● **YOUR TASK**
Write out each record below, word for word.
□ □ □
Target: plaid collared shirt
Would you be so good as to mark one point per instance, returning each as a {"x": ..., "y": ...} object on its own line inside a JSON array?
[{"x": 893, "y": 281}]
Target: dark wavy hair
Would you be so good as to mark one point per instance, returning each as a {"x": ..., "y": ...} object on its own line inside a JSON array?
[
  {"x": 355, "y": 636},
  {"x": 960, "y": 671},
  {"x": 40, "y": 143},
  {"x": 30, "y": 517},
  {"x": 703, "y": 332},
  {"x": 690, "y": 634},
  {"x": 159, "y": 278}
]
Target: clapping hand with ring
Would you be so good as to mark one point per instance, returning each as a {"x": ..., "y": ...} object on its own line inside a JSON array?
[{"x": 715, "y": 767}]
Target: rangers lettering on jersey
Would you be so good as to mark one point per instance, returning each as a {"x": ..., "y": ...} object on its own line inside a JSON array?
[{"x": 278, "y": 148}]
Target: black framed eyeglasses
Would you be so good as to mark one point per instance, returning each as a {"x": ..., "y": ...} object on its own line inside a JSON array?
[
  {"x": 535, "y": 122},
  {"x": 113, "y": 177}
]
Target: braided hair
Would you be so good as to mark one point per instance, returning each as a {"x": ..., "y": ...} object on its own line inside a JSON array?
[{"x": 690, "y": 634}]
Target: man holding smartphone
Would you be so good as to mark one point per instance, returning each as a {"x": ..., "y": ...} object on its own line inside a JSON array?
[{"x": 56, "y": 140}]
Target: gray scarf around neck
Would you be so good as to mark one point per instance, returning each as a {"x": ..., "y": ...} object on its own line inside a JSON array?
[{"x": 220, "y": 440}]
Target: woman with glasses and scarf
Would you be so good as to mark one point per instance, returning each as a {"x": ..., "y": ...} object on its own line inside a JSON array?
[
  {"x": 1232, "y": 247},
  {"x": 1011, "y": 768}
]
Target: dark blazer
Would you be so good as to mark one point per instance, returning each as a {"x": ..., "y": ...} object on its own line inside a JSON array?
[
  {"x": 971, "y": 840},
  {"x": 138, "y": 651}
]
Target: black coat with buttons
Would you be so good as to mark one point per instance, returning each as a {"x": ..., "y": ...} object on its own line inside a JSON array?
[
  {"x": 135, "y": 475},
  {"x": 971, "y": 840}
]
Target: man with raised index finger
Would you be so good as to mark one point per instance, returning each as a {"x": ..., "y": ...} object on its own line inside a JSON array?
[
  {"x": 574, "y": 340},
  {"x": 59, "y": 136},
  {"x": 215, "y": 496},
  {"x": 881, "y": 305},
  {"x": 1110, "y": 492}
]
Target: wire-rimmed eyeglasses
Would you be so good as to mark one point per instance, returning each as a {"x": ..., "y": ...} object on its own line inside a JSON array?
□ □ □
● **RESULT FOR THIS EXERCISE**
Target: plaid collared shirt
Would you be so good as to mark one point per instance, returning each as a {"x": ..., "y": ...} object on its own line inside a JSON array?
[{"x": 893, "y": 281}]
Target: dark wavy hair
Would you be so good as to mark one point per instance, returning each as a {"x": ..., "y": ...} object on its own line inside a JSON array?
[
  {"x": 355, "y": 636},
  {"x": 960, "y": 671},
  {"x": 40, "y": 143},
  {"x": 30, "y": 517},
  {"x": 703, "y": 332},
  {"x": 690, "y": 634},
  {"x": 159, "y": 278}
]
Target: clapping hand with ring
Would you be so good as to mark one point per instance, returning each as a {"x": ..., "y": ...} object on its own line inside a JSON array?
[{"x": 715, "y": 767}]
Target: rangers lettering on jersey
Would you be so good as to mark one point per instance, returning each as a {"x": ..., "y": ...} object on its own line inside a JSON array?
[{"x": 278, "y": 148}]
Target: black framed eyeglasses
Would you be so good as to mark one point per instance, returning each as a {"x": ..., "y": ...} object on its own line inside a JSON array?
[
  {"x": 535, "y": 122},
  {"x": 113, "y": 177}
]
Target: braided hair
Would you be so good as to mark one point per instance, returning each as a {"x": ..., "y": ...} object on its own line inside a JSON array?
[{"x": 690, "y": 634}]
Target: man holding smartphone
Would you be so good as to mark one point per instance, returning each as a {"x": ..., "y": ...} object on its own line inside a JSON array?
[{"x": 56, "y": 140}]
Target: gray scarf around neck
Would you be so good as to mark one point per instance, returning each as a {"x": ..., "y": ...} object on its own line inside a JSON array?
[{"x": 220, "y": 440}]
Target: woman with glasses and scarf
Would you be so good as to mark one point per instance, returning each as a {"x": ..., "y": ...} object on its own line inside a JSON array?
[
  {"x": 1232, "y": 247},
  {"x": 1011, "y": 768}
]
Target: dark blazer
Would you be so good as to mark one point per instance, returning each as a {"x": ..., "y": ...} object on its own line inside a JSON array?
[
  {"x": 971, "y": 840},
  {"x": 138, "y": 651}
]
Target: black coat with buttons
Would you be so good as to mark one point per instance, returning each as a {"x": ..., "y": ...} object on its own line inside a JSON array?
[
  {"x": 135, "y": 475},
  {"x": 971, "y": 840}
]
Target: man with raised index finger
Would you be so good as to mark one point per instance, returning each as a {"x": ..., "y": ...} object on its own line inside a JSON array?
[
  {"x": 574, "y": 340},
  {"x": 59, "y": 136},
  {"x": 215, "y": 496},
  {"x": 881, "y": 305},
  {"x": 1110, "y": 492}
]
Target: wire-rimmed eyeglasses
Would you be so good as to mark one point per instance, returning each as a {"x": ..., "y": ...} object on its own line inside a JSON array?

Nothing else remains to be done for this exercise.